> _DATA ROWS_:
_ _ _ _ _ _ _

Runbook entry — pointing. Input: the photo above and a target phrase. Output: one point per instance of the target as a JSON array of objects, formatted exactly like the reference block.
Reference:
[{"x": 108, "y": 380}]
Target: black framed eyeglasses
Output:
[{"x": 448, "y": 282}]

_ _ _ _ _ _ _

> _SHORT PROBLEM_:
Rename "Output" to "Result" throughout the items above, and reproduce them with no other changes.

> _COMPLETED TASK_:
Runbook entry — pointing. Input: the photo above and a target phrase. Result: one point per instance of the target as a JSON array of objects, formatted exactly like the reference block.
Reference:
[{"x": 108, "y": 380}]
Target: black framed eyeglasses
Result:
[{"x": 448, "y": 282}]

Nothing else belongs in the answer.